Image location labeling entries:

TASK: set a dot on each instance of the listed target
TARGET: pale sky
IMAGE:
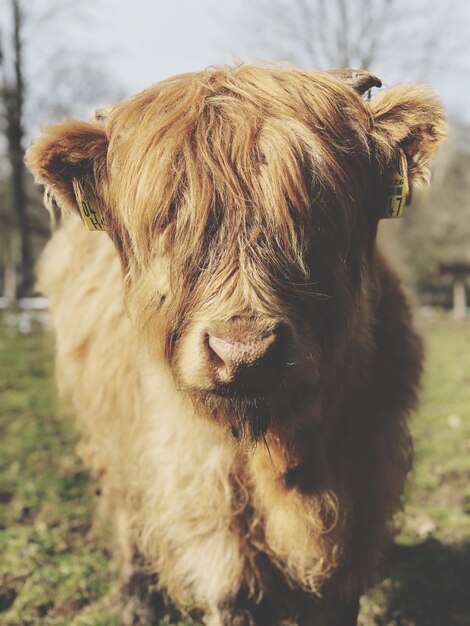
(142, 41)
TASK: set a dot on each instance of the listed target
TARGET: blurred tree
(42, 78)
(13, 94)
(414, 34)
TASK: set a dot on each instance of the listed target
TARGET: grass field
(54, 566)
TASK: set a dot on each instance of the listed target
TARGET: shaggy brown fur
(242, 207)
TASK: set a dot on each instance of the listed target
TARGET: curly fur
(240, 198)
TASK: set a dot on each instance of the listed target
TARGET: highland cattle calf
(239, 355)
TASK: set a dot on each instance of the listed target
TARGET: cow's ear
(408, 120)
(70, 159)
(359, 80)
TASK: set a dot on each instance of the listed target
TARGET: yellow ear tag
(91, 215)
(397, 188)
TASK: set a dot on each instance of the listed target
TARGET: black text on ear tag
(90, 212)
(396, 188)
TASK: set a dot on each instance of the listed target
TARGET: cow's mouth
(250, 414)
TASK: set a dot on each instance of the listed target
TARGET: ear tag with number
(396, 188)
(91, 214)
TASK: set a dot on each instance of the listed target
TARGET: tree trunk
(15, 101)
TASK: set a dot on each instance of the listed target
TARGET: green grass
(54, 566)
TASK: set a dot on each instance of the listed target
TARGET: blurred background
(62, 58)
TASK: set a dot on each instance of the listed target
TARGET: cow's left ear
(408, 119)
(70, 159)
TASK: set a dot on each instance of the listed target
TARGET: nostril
(248, 352)
(256, 361)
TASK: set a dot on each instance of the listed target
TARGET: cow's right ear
(70, 159)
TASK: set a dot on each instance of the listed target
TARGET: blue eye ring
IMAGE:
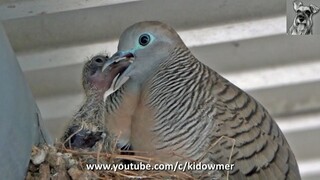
(144, 39)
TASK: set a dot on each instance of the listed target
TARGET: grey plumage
(183, 106)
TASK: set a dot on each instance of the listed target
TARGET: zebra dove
(185, 111)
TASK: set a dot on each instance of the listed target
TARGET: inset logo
(299, 17)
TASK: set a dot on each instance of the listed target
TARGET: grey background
(316, 17)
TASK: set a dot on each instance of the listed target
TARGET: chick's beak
(118, 56)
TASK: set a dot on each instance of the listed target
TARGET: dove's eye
(144, 39)
(308, 13)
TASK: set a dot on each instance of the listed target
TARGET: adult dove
(185, 111)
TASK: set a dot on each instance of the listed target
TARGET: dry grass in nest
(61, 163)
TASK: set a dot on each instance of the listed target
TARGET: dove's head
(145, 45)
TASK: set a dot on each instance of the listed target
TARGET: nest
(59, 162)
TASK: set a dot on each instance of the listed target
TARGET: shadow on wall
(303, 17)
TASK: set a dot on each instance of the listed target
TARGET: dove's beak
(123, 59)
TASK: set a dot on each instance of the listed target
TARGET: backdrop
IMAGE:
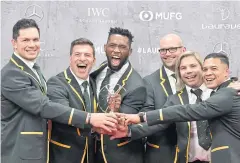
(205, 27)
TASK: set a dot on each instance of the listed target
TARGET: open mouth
(82, 66)
(191, 77)
(115, 61)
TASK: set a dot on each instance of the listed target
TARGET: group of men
(72, 117)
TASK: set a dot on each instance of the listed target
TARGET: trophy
(106, 94)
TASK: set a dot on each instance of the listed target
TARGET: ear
(130, 51)
(184, 49)
(105, 48)
(228, 72)
(94, 60)
(14, 44)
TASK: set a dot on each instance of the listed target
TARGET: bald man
(161, 146)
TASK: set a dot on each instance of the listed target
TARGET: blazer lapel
(183, 96)
(122, 81)
(164, 82)
(93, 95)
(96, 72)
(74, 86)
(225, 84)
(20, 64)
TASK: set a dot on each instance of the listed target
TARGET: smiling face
(82, 60)
(191, 72)
(117, 51)
(27, 44)
(170, 42)
(215, 72)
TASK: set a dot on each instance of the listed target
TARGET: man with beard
(161, 145)
(117, 75)
(221, 109)
(25, 107)
(193, 138)
(73, 87)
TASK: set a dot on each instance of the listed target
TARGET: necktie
(103, 94)
(37, 68)
(174, 76)
(86, 97)
(203, 130)
(212, 93)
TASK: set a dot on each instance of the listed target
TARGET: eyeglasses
(120, 47)
(171, 50)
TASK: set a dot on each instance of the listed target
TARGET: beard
(116, 68)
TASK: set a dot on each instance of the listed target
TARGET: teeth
(116, 57)
(81, 65)
(209, 79)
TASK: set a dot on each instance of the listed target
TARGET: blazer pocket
(220, 154)
(31, 145)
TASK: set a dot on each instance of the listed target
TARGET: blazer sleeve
(142, 130)
(217, 105)
(18, 87)
(133, 101)
(149, 102)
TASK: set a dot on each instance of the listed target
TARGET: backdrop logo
(98, 12)
(222, 47)
(96, 15)
(149, 15)
(224, 12)
(146, 15)
(34, 12)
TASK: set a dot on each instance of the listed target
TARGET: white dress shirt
(80, 81)
(114, 78)
(196, 152)
(171, 79)
(30, 64)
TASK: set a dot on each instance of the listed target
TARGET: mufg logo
(149, 15)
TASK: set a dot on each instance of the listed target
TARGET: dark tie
(103, 94)
(212, 93)
(37, 68)
(174, 76)
(86, 96)
(203, 130)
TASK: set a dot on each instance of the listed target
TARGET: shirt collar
(122, 70)
(27, 62)
(168, 72)
(80, 81)
(202, 87)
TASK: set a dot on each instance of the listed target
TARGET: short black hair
(82, 41)
(23, 24)
(221, 56)
(121, 31)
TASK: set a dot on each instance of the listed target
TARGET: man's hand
(106, 121)
(102, 131)
(122, 131)
(114, 102)
(126, 119)
(235, 85)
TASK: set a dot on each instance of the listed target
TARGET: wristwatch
(141, 116)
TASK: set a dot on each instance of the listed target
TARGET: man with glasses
(160, 147)
(118, 75)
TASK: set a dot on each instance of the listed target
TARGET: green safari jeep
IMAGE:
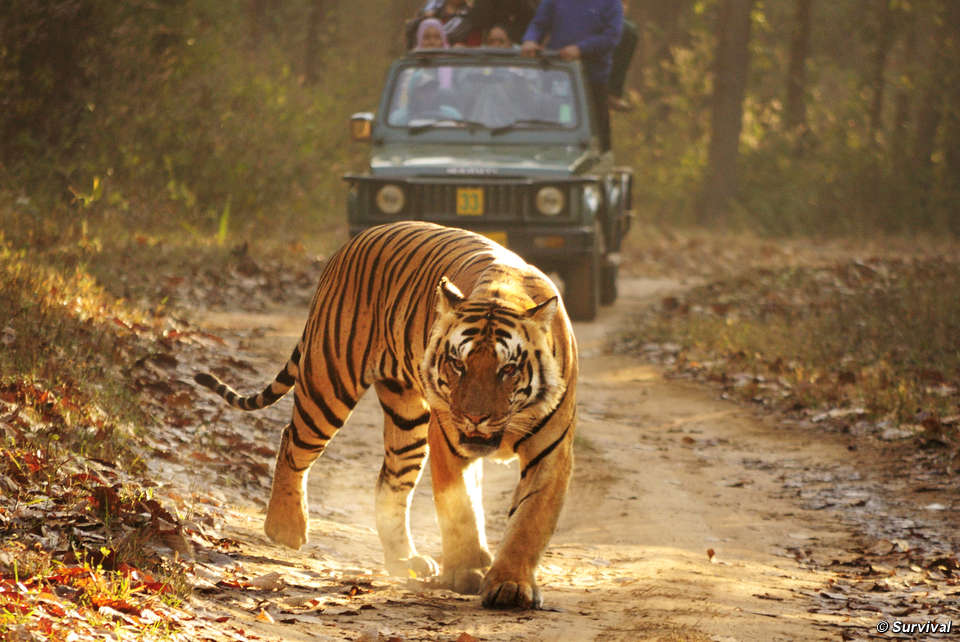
(506, 146)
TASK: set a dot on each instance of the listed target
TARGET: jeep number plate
(469, 201)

▶ **SHORT PROBLEM**
Print all of the records shown above exactly, leaving out each picture.

▶ **COMPLETED EXERCISE**
TASK: set a dot on each instance of the listed target
TARGET: pale sky
IMAGE:
(142, 41)
TASK: set a dot on each instance of the listed target
TARGET: blurred tree
(42, 78)
(13, 94)
(414, 34)
TASK: set a dot on each instance of the listed target
TARGET: grass field
(54, 566)
TASK: set a dot on each instance of the listed target
TARGET: shaggy brown fur
(242, 207)
TASK: set a dot on each instance of the listed target
TARGET: curly fur
(240, 198)
TASK: set a dot on each instance of the listed target
TARGET: highland cattle calf
(239, 355)
TASK: set a dot on each instance of the listed target
TARGET: cow's ear
(408, 120)
(70, 159)
(359, 80)
TASK: set a dot on each instance of the listed target
TARGET: yellow ear tag
(91, 215)
(397, 188)
TASK: set a dot on each instance of the listed target
TARGET: black text on ear tag
(90, 212)
(396, 188)
TASK: set a dot on each instance of the listed target
TARGET: cow's mouth
(250, 414)
TASK: set a dot on each instance of the listed target
TARGET: ear tag with number
(396, 188)
(91, 214)
TASK: set a dot on each instance of the listed target
TARGET: tree trunk
(15, 101)
TASK: set a dot on each instance of the listed target
TARGET: green grass
(54, 566)
TASK: set a dot on each instance of the listed target
TARGET: blurred background
(62, 58)
TASK: set a dot on each instance of the listed target
TARGET: cow's left ear
(408, 119)
(70, 159)
TASK: set a dot on each instance of the listed target
TARGET: nostril
(248, 352)
(256, 361)
TASK: set a dot on each instance of the listed target
TARGET: cow's right ear
(70, 159)
TASK: set a dot on each instance of the listed target
TARGET: blue eye ring
IMAGE:
(144, 39)
TASK: set a dot on each instance of the listed target
TARGET: grey plumage
(183, 106)
TASK: set a dot on each instance of the listed target
TARGET: zebra dove
(185, 111)
TASK: set a dot on each instance of the listed target
TARGET: inset logo
(299, 17)
TASK: set a dot on each instance of the listed target
TARGET: grey background
(316, 17)
TASK: set a dot on each instance of the listed target
TARGET: chick's beak
(118, 56)
TASK: set a dot on each instance of the listed target
TARGET: dove's eye
(144, 39)
(308, 13)
TASK: set a dot on each instance of the listed target
TARGET: adult dove
(185, 111)
TASK: set a dot on each instance of the listed target
TARGET: dry grass in nest
(61, 163)
TASK: set a dot on each instance of the listed target
TARGET: dove's head
(145, 45)
TASK: set a dot on each instance of the listed target
TARGET: nest
(59, 162)
TASK: set a dot on each instance of the listed target
TARGET: shadow on wall
(303, 17)
TASK: set a dot on each instance of the listed target
TARGET: dove's beak
(123, 59)
TASK: set a dot on each instance of the listed target
TARGET: backdrop
IMAGE:
(205, 27)
TASK: set a dot on each instance of the listed target
TARGET: open mouth
(82, 66)
(191, 77)
(115, 61)
TASK: set a dot on each instance of the listed target
TARGET: group of men
(72, 117)
TASK: set a dot on each instance of the listed target
TARGET: trophy
(106, 94)
TASK: set a dot on each instance of the listed target
TARGET: ear
(130, 51)
(184, 49)
(105, 48)
(228, 72)
(94, 60)
(14, 44)
TASK: set a dot on each instance of the listed target
TARGET: bald man
(161, 146)
TASK: set a dot on each instance of the listed target
TARGET: blazer lapel
(183, 96)
(122, 81)
(164, 82)
(93, 95)
(96, 72)
(74, 86)
(225, 84)
(20, 64)
TASK: set a dot on each instance of the listed target
TARGET: smiling face
(82, 60)
(191, 72)
(117, 51)
(27, 44)
(170, 42)
(215, 72)
TASK: set a dot on each instance of the listed target
TARGET: man with beard
(161, 145)
(117, 75)
(221, 109)
(25, 107)
(193, 138)
(73, 87)
TASK: set a dot on each instance of the listed target
TARGET: necktie
(103, 94)
(37, 68)
(174, 76)
(86, 97)
(203, 130)
(212, 93)
TASK: set a dot on each instance of the listed target
TARGET: eyeglasses
(120, 47)
(171, 50)
TASK: set a dot on each instance of the listed target
TARGET: beard
(116, 68)
TASK: set a dot on each instance of the listed target
TARGET: teeth
(116, 57)
(81, 65)
(209, 79)
TASK: set a dot on each instance of the listed target
TARGET: blazer pocket
(220, 154)
(31, 145)
TASK: set a dot on each instance of the listed target
TARGET: blazer sleeve
(142, 130)
(217, 105)
(18, 87)
(133, 101)
(149, 102)
TASK: set a dot on each instance of the listed target
TARGET: backdrop logo
(98, 12)
(222, 47)
(96, 15)
(149, 15)
(224, 12)
(146, 15)
(34, 12)
TASK: set a dot on each instance of the listed target
TARGET: white dress shirt
(80, 81)
(114, 78)
(196, 152)
(171, 79)
(30, 64)
TASK: set a dot on each instance of the listed target
TARGET: mufg logo
(149, 15)
TASK: set a dot on each instance of the listed target
TARGET: dark tie
(103, 94)
(212, 93)
(37, 68)
(174, 76)
(86, 96)
(203, 130)
TASK: set a dot on each instance of the listed target
TARGET: shirt collar
(122, 70)
(27, 62)
(168, 72)
(80, 81)
(202, 87)
TASK: set a dot on each instance of the listed target
TARGET: short black hair
(82, 41)
(23, 24)
(221, 56)
(121, 31)
TASK: set a dot on each instance of the listed target
TARGET: man's hand
(106, 121)
(102, 131)
(122, 131)
(114, 102)
(126, 119)
(235, 85)
TASK: set a dot on each instance of the listed target
TARGET: wristwatch
(141, 116)
TASK: set a dot on each instance of the listed target
TARGET: man with glasses
(160, 147)
(118, 75)
TASK: set a dot on each instance of the listed target
TARGET: green safari jeep
IMAGE:
(506, 146)
TASK: set a dot on each instance of the listed target
TARGET: jeep number plate
(469, 201)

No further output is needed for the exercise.